Stored entries
>>>>>

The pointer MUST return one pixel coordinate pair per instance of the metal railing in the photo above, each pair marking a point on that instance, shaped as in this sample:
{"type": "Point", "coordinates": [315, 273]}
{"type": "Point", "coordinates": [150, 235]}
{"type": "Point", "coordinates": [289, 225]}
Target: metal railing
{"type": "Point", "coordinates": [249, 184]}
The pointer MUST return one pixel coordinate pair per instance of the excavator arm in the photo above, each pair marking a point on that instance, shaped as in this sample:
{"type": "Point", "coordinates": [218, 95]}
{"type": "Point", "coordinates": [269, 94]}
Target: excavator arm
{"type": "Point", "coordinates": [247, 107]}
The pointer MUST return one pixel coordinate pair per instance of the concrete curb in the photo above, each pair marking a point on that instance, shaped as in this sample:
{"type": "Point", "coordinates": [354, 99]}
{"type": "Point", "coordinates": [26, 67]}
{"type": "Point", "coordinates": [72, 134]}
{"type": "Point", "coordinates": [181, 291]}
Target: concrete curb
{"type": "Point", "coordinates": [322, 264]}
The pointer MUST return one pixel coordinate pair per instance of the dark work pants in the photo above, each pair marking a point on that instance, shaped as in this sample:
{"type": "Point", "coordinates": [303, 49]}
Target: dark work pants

<<<<<

▶ Activity:
This exercise requires the lines of the entries containing the string "pixel".

▶ Completed task:
The pointer MUST return one pixel coordinate pair per instance of the metal railing in the photo above, each pair marking a point on that instance, shaped as in this sample:
The pointer MUST return one pixel coordinate pair per instance of the excavator arm in the photo above, each pair marking a point on that instance, shaped as in this sample:
The pointer MUST return one pixel coordinate pair per instance of the concrete curb in the photo above, each pair marking a point on that instance, shaped as in this sample:
The pointer MUST return one pixel coordinate pair per instance of the dark work pants in the photo above, each pair marking a point on that instance, shaped as in this sample:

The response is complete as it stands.